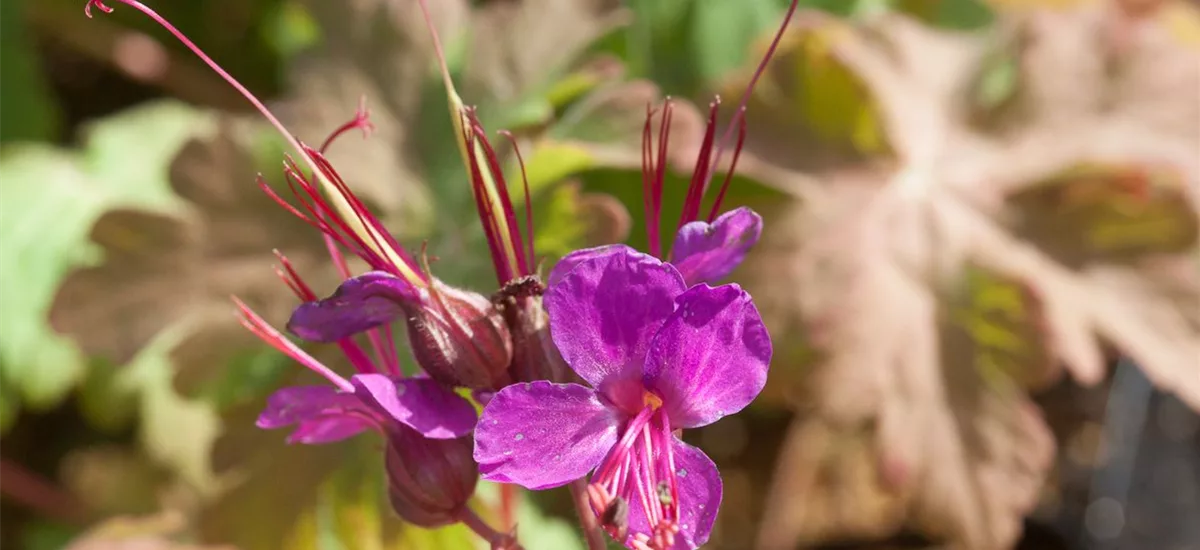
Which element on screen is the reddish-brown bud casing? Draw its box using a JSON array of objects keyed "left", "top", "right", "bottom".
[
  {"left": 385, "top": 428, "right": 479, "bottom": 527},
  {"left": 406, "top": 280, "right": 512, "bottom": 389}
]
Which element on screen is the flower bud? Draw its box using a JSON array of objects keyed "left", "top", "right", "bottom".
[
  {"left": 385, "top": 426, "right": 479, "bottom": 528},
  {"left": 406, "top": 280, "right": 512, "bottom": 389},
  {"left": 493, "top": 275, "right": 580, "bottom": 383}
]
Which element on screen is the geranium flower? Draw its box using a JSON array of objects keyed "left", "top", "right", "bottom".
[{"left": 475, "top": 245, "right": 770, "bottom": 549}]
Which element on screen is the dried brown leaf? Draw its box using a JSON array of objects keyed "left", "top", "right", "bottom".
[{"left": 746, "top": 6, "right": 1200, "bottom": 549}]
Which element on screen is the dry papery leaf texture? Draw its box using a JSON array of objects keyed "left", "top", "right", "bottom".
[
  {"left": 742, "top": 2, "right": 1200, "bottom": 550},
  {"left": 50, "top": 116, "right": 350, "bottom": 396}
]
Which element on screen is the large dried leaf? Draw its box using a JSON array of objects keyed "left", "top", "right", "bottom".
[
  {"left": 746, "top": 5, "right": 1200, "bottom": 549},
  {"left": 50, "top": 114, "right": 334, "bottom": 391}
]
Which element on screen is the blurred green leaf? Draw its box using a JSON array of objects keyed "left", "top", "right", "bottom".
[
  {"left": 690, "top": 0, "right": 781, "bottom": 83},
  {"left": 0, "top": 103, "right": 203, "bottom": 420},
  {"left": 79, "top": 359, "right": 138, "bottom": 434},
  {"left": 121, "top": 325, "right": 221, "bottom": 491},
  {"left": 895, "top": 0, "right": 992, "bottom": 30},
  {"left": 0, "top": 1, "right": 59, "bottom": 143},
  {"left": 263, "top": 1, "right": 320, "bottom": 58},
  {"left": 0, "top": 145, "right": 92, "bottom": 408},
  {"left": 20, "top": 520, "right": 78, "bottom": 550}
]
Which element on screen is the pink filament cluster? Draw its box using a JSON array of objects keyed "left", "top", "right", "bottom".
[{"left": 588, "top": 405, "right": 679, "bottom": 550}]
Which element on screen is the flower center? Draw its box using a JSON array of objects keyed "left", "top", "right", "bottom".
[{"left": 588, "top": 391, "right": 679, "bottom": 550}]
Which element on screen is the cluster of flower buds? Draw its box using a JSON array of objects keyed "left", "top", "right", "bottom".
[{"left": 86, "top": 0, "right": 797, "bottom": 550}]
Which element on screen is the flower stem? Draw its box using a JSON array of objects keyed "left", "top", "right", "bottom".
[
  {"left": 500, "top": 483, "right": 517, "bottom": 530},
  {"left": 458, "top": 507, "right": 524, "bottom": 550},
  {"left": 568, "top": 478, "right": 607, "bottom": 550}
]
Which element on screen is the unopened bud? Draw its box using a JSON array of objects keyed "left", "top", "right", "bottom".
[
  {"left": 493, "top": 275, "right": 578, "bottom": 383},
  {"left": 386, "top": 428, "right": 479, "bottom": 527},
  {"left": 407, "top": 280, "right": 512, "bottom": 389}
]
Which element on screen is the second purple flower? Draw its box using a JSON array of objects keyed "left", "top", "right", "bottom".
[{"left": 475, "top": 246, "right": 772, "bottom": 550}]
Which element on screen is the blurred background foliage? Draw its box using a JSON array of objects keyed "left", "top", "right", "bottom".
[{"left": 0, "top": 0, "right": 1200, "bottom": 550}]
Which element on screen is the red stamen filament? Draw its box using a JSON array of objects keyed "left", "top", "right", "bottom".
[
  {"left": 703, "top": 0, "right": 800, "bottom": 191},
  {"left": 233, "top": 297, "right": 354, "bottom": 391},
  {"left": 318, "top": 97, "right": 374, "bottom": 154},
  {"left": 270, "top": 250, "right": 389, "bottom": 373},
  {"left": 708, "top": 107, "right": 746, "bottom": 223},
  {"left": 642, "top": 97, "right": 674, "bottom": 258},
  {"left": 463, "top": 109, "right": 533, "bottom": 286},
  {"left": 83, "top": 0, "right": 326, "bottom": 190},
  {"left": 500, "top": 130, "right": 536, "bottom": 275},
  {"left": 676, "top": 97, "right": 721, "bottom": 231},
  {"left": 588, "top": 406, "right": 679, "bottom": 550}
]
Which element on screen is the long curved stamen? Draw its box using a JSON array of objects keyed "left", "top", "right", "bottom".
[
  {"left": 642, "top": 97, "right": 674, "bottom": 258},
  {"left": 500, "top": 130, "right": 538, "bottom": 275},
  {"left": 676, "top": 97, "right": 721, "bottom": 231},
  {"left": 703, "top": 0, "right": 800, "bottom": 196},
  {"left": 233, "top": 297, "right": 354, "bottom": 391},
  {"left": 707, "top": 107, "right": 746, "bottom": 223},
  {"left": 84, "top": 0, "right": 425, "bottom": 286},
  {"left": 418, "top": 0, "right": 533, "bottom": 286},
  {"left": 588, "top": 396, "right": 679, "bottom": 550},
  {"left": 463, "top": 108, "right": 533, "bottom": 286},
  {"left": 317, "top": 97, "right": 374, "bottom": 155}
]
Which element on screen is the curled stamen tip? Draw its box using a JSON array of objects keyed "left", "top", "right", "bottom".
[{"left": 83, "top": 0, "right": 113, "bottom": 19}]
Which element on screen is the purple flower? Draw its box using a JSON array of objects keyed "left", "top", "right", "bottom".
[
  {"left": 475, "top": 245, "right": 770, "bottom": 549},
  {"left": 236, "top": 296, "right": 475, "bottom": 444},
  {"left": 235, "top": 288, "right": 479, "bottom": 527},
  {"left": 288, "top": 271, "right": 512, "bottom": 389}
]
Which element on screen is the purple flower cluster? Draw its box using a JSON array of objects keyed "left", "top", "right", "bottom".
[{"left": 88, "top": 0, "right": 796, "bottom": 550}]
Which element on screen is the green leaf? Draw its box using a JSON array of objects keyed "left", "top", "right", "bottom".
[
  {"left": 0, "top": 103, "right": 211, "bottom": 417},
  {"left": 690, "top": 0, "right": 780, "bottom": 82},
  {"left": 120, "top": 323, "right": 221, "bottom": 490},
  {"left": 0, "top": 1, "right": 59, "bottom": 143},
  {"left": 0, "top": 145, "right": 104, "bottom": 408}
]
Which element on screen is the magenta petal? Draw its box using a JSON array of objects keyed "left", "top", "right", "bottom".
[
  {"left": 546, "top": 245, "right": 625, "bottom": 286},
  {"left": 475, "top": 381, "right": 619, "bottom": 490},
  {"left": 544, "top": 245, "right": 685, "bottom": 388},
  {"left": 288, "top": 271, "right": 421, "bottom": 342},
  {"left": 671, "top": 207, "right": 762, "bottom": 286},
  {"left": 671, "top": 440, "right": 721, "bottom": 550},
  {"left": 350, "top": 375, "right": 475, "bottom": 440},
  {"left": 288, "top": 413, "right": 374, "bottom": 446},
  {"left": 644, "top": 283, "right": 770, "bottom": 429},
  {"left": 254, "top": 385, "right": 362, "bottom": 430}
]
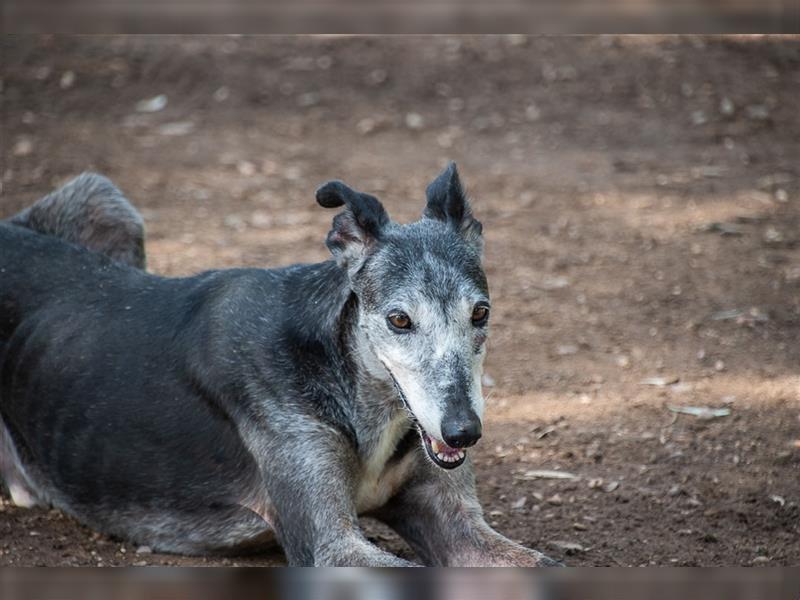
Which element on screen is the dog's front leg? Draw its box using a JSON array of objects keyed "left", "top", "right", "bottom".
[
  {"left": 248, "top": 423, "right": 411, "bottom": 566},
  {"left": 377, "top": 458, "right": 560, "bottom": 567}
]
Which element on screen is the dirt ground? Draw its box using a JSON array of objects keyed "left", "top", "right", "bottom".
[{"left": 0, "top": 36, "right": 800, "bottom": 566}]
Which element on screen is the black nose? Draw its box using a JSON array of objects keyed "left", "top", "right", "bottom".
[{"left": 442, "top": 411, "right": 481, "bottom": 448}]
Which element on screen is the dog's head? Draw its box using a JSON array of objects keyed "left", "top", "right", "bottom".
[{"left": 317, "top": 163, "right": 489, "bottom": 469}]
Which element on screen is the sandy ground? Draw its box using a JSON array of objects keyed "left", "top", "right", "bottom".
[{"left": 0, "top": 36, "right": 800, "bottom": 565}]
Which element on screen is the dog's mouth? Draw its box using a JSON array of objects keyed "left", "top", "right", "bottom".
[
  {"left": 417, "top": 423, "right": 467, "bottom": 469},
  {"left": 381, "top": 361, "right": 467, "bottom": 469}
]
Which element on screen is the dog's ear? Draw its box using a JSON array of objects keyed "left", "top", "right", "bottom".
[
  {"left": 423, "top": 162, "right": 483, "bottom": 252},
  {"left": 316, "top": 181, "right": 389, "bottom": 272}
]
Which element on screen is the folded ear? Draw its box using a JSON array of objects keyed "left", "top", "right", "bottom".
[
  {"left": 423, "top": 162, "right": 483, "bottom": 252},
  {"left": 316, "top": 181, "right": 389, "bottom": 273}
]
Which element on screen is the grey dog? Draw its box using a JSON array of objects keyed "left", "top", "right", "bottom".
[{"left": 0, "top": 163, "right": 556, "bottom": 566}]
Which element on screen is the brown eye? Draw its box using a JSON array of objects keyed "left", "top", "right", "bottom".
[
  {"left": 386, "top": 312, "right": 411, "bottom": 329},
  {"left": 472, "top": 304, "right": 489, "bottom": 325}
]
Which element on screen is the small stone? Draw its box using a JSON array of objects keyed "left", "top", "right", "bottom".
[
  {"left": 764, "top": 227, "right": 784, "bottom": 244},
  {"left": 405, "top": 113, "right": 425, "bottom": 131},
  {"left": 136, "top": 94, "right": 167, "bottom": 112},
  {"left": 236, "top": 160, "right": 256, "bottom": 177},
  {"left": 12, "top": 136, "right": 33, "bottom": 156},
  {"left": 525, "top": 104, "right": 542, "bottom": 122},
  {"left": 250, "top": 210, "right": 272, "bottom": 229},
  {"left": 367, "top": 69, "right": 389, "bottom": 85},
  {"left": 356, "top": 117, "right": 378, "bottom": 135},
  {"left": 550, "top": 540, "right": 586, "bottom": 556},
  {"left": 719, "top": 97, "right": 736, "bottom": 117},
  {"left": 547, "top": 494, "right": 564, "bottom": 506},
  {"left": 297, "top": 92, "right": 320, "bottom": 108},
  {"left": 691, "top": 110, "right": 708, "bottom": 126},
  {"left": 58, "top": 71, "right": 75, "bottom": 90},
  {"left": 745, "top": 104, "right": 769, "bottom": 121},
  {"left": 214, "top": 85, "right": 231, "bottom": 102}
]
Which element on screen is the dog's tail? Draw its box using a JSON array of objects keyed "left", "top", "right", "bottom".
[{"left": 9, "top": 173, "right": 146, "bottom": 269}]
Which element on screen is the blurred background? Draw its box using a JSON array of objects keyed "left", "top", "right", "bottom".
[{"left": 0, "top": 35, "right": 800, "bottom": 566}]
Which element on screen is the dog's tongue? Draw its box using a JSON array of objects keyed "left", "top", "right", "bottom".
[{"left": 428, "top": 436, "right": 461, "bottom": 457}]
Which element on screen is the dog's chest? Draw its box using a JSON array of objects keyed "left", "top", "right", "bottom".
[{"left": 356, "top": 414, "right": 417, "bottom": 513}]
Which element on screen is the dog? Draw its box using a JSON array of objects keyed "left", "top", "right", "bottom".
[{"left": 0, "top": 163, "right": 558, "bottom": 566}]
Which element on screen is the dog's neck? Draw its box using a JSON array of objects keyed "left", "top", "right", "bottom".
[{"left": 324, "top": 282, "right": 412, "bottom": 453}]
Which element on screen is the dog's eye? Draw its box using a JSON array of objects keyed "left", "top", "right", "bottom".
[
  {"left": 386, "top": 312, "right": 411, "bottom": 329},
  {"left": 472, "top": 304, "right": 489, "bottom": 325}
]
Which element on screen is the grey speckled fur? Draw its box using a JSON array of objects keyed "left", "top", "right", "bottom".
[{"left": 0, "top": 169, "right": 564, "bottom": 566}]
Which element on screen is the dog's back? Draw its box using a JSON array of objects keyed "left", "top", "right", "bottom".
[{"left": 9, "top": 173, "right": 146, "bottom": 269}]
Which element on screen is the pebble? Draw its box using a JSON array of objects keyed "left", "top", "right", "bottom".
□ □ □
• **The request**:
Please quote exactly the lines from the one containing "Which element on screen is the dog's chest?" through the last line of the records above, both included, and nothing else.

• **Written reply**:
Which element on screen is the dog's chest? Draw its box using a JSON array of objects keyed "left", "top", "right", "bottom".
[{"left": 356, "top": 414, "right": 417, "bottom": 513}]
Which element on screen is the dog? Draw its box using a JSON array of objects keyed "left", "top", "right", "bottom".
[{"left": 0, "top": 163, "right": 558, "bottom": 566}]
Which element on screen is the dog's neck? Draw its box using a JSON array of objects keyed "left", "top", "right", "bottom".
[{"left": 324, "top": 282, "right": 412, "bottom": 453}]
Which element on screen is the dog's eye? Draw its box using a JSON array of objects keyed "left", "top", "right", "bottom".
[
  {"left": 386, "top": 312, "right": 411, "bottom": 329},
  {"left": 472, "top": 304, "right": 489, "bottom": 325}
]
Which element on screen is the grey speckled fur? Draw its box using a JSON array of objects keyed "left", "top", "right", "bottom".
[{"left": 0, "top": 169, "right": 564, "bottom": 566}]
Which element on screen is the dog's back? Draw its box using a JSON array of objects keyed "left", "top", "right", "bottom".
[{"left": 9, "top": 173, "right": 146, "bottom": 269}]
Which element on screen is the pebble? Draw its box using a JSON array of objects keyed "left", "top", "right", "bottom".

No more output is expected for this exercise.